REQUIREMENT: Please write out the data from the line with "Can you spot the truck cab" to the line with "[[502, 201]]", both lines included, reproducing each line precisely.

DATASET EXCERPTS:
★ ★ ★ ★

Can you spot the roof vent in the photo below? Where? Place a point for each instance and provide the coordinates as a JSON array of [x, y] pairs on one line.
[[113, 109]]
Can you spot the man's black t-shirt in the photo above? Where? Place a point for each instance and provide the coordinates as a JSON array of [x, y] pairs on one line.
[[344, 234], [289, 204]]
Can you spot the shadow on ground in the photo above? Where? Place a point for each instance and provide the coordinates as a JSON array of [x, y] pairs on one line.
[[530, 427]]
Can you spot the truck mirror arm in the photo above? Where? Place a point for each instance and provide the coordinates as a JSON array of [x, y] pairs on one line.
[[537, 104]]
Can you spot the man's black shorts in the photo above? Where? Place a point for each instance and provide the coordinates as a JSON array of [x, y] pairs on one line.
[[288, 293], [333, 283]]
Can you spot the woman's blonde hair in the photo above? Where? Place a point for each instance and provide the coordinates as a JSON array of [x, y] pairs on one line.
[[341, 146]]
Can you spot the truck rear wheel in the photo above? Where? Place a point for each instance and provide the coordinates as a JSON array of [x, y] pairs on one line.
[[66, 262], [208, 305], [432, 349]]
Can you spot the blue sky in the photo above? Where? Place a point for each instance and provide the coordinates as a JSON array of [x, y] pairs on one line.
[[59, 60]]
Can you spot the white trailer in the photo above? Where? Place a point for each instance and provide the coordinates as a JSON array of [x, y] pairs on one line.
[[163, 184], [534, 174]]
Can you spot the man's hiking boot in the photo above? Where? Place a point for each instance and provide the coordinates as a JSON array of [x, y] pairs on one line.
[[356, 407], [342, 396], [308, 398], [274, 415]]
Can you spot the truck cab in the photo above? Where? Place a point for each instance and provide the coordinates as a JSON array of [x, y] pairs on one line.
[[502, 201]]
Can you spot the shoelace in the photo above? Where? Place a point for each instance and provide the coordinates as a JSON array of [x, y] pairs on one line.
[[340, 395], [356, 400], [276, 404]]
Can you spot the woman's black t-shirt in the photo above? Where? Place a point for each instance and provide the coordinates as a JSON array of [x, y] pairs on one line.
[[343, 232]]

★ ★ ★ ★

COMPLETE RESPONSE:
Can you spot the truck cab in the photo above? Where? Place a point for each instance and provide the coordinates as a JSON array of [x, y] pairs on one line.
[[502, 201]]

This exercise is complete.